Objective a: In the entries, switch "marker" to "pin", starting with the line with "Where can you find the window with" and going on through the line with "(1003, 854)", with everything else unchanged. Give back only those lines.

Excerpted passage:

---+---

3.3 Add them all into one dataset

In [12]:
# combines the anchor and positve/negative image. Adds 1.0/0.0 depending if same face
positives = tf.data.Dataset.zip((anchor, positive, tf.data.Dataset.from_tensor_slices(tf.ones(len(anchor)))))
negatives = tf.data.Dataset.zip((anchor, negative, tf.data.Dataset.from_tensor_slices(tf.zeros(len(anchor)))))
data = positives.concatenate(negatives)

3.4 Splitting train and test data

In [13]:
#### Training ####
# takes 70% of images for training data
train_data = data.take(round(len(data)*.8))
train_data = train_data.batch(32)
# starts preprocessing the next set of images so that we don"t bottle neck our next set images
train_data = train_data.prefetch(2)

In [14]:
#### Testing ####
# skips first 70% of images
test_data = data.skip(round(len(data)*.8))

---+---

Entries:
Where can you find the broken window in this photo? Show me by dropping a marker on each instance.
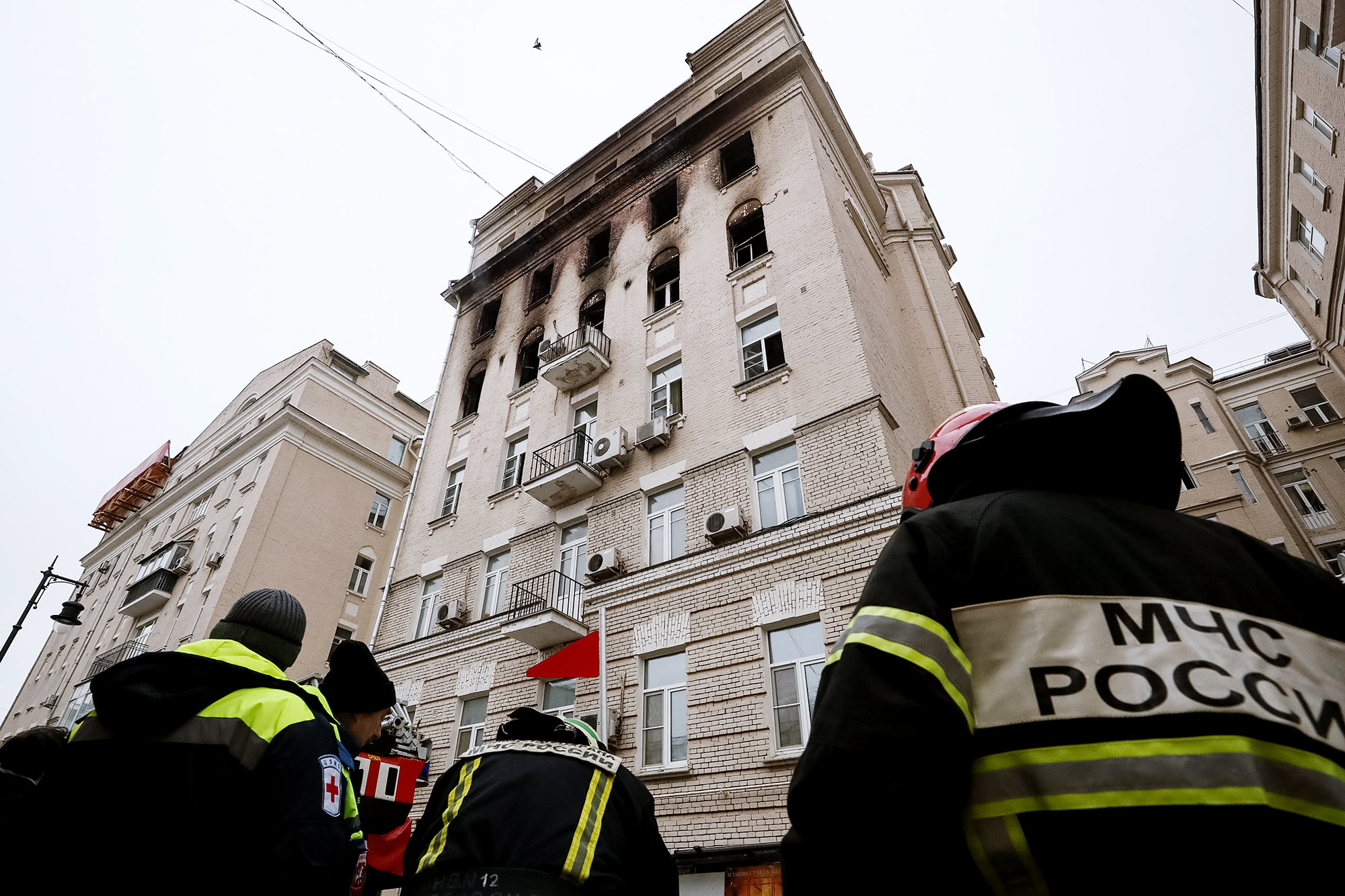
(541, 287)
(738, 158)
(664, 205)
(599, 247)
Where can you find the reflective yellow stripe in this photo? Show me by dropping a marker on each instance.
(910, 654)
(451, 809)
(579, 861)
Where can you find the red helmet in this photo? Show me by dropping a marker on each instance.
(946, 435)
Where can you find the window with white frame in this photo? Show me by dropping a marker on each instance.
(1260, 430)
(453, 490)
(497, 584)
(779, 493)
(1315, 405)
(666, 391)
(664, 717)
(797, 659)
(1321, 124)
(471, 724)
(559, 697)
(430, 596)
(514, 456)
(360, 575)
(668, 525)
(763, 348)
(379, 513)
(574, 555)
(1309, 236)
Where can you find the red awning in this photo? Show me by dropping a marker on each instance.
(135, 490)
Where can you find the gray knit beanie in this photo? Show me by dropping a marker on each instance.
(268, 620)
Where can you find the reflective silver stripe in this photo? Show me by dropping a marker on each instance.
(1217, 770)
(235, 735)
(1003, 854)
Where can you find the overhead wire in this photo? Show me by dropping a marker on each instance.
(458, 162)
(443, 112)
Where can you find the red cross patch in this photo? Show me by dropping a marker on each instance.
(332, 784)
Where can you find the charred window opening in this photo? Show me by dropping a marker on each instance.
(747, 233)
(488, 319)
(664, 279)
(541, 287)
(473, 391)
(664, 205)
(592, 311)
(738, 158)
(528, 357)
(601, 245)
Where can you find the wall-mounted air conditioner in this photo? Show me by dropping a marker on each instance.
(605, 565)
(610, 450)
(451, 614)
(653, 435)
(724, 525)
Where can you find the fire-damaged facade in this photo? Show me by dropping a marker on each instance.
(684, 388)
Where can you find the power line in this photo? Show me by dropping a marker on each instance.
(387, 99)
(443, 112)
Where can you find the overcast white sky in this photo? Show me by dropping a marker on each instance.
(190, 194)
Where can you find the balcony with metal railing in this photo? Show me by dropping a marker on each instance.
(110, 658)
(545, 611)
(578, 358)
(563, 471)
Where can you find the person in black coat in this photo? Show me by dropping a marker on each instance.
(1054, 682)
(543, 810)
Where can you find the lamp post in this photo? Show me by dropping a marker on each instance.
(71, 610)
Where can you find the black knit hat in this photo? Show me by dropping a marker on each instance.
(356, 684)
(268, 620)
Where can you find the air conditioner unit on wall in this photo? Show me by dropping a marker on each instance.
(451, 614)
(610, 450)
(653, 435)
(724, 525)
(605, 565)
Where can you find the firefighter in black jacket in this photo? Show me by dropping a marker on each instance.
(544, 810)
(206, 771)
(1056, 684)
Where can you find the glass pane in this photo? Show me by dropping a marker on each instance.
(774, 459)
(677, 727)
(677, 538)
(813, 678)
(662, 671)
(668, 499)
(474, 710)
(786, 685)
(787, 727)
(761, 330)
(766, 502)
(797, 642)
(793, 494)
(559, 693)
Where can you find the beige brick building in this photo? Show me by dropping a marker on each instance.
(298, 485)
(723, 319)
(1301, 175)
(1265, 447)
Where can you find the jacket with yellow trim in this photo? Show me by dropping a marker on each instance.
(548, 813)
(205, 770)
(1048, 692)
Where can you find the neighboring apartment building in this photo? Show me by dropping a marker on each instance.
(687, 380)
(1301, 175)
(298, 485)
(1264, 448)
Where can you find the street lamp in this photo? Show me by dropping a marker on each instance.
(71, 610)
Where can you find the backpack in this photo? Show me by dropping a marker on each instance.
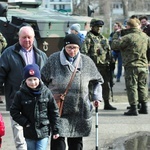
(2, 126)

---+---

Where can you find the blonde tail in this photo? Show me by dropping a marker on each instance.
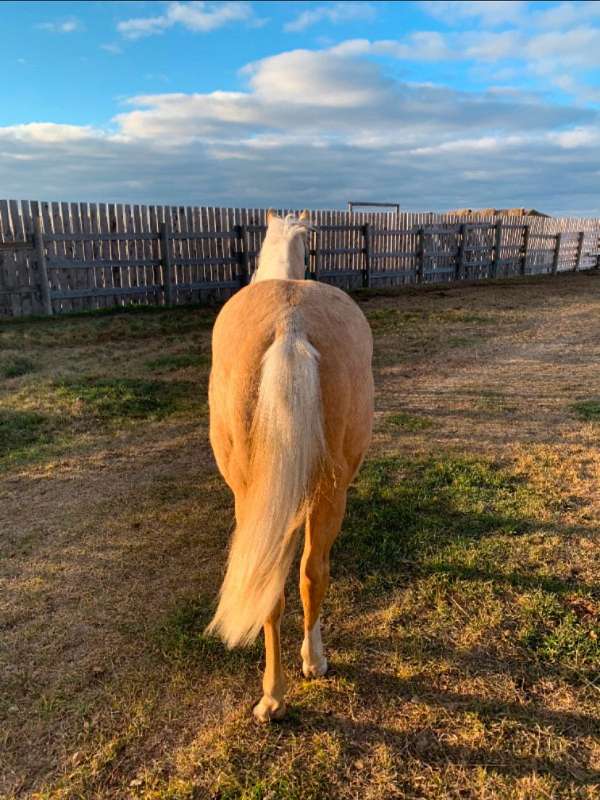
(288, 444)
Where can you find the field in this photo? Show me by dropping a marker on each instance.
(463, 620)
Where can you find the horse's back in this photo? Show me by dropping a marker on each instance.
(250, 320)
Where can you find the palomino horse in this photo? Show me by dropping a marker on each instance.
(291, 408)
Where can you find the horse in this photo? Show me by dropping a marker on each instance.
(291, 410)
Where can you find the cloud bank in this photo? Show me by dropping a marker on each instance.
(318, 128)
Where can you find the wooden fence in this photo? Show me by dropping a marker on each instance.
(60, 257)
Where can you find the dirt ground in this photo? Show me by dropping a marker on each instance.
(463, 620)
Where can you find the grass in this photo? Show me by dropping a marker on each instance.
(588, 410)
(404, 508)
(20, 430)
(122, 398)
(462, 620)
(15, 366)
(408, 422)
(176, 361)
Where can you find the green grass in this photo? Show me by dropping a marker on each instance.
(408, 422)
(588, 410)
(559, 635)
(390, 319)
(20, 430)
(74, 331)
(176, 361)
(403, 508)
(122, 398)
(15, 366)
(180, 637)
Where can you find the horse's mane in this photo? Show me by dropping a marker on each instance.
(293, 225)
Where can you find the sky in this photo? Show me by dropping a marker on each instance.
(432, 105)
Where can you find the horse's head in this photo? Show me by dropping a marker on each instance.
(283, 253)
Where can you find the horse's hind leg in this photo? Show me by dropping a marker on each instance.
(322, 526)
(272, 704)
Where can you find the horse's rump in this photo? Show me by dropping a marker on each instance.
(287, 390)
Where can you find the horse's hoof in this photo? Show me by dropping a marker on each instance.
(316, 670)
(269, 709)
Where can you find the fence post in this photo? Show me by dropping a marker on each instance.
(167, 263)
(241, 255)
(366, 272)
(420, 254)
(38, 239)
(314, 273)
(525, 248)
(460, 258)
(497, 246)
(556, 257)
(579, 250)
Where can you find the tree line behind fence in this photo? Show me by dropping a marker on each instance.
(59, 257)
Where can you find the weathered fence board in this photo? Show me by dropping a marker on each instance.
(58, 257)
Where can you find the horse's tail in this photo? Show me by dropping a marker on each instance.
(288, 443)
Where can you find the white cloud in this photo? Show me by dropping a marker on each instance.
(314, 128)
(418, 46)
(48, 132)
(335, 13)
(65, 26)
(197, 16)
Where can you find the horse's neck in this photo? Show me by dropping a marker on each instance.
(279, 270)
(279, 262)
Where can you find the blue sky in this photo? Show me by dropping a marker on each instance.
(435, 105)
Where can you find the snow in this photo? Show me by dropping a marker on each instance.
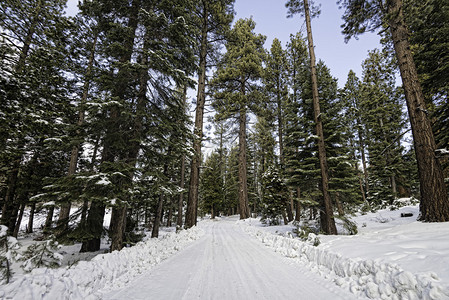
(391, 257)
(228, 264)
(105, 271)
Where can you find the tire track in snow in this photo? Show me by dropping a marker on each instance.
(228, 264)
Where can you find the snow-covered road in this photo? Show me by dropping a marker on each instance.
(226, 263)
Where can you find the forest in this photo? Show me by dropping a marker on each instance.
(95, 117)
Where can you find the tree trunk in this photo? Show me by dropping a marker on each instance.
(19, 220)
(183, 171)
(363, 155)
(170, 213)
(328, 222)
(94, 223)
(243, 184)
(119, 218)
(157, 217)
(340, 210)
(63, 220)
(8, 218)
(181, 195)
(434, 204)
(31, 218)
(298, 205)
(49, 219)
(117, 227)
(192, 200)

---+---

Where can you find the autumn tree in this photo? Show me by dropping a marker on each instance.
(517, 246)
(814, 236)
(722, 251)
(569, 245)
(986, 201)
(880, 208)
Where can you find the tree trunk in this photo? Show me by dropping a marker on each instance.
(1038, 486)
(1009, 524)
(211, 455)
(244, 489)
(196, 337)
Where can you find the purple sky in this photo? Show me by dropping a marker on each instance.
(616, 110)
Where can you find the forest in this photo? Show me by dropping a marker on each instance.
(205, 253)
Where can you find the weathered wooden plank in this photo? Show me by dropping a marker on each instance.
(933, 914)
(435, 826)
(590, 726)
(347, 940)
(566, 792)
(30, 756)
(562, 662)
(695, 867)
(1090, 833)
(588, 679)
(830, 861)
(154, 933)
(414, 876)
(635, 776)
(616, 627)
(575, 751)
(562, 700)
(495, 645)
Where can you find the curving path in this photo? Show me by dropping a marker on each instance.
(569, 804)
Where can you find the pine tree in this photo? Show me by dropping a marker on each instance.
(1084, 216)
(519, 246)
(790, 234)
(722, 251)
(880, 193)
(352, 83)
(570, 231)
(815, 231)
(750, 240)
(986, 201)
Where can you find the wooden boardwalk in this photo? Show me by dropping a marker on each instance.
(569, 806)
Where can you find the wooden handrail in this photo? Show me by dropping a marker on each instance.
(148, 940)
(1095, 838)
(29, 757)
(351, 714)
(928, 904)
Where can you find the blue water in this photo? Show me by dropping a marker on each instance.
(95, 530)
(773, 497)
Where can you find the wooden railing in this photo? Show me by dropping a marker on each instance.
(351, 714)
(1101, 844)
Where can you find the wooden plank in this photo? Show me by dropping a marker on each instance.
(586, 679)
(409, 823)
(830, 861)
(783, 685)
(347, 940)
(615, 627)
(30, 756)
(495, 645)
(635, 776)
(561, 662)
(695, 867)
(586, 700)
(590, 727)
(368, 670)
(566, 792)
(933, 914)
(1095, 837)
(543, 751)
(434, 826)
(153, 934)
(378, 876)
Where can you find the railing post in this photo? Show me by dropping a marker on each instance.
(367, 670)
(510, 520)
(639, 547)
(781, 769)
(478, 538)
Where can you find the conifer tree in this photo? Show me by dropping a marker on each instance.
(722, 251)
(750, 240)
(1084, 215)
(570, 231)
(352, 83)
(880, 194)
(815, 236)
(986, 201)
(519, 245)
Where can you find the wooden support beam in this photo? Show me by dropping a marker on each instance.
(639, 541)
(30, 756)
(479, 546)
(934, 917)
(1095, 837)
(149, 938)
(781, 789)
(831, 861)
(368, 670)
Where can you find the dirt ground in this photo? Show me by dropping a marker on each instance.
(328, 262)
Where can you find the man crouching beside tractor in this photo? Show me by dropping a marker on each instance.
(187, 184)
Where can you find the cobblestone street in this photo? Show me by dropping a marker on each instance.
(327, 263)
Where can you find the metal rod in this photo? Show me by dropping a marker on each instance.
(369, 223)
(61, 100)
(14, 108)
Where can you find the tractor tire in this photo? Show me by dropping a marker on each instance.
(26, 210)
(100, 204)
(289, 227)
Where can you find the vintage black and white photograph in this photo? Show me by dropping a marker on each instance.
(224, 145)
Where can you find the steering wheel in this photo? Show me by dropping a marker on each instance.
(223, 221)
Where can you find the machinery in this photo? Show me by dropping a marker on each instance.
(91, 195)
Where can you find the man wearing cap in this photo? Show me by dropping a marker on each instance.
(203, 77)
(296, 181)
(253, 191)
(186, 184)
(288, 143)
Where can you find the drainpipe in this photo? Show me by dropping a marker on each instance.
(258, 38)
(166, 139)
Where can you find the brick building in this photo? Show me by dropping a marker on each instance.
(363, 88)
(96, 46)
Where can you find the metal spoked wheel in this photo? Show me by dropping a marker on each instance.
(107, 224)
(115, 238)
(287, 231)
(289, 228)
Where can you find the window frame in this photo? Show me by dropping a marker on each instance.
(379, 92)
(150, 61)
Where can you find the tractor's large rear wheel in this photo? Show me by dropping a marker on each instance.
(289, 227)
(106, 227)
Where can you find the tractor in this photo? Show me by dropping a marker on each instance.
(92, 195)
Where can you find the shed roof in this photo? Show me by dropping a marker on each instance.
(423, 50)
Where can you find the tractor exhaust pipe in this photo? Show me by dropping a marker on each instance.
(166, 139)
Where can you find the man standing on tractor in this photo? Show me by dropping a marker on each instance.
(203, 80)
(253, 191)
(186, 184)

---+---

Objective b: Do these statements agree with the dataset-splitting code excerpt? (i) The positive pairs are labeled with ones. (ii) The training data is grouped into batches of 64. (iii) The test data is formed by skipping part of the combined data.

Full answer a:
Where can you find the window with white frame in this photo? Show me by dropping a pin on each instance.
(1260, 430)
(453, 490)
(497, 584)
(779, 493)
(1315, 405)
(666, 391)
(664, 717)
(797, 659)
(1321, 124)
(471, 724)
(559, 697)
(430, 596)
(514, 456)
(360, 575)
(668, 525)
(763, 348)
(379, 513)
(574, 555)
(1309, 236)
Where can you find the red awning in this photo? Show me by dropping a pin on each instance.
(135, 490)
Where can you find the gray knit beanie in this photo? Show me by dropping a pin on each instance.
(268, 620)
Where can you find the reflective silver stripe in this photo? Show me by dropping a pin on each instance.
(1217, 770)
(235, 735)
(1003, 854)

Full answer b:
(i) Yes: "positives = tf.data.Dataset.zip((anchor, positive, tf.data.Dataset.from_tensor_slices(tf.ones(len(anchor)))))"
(ii) No: "train_data = train_data.batch(32)"
(iii) Yes: "test_data = data.skip(round(len(data)*.8))"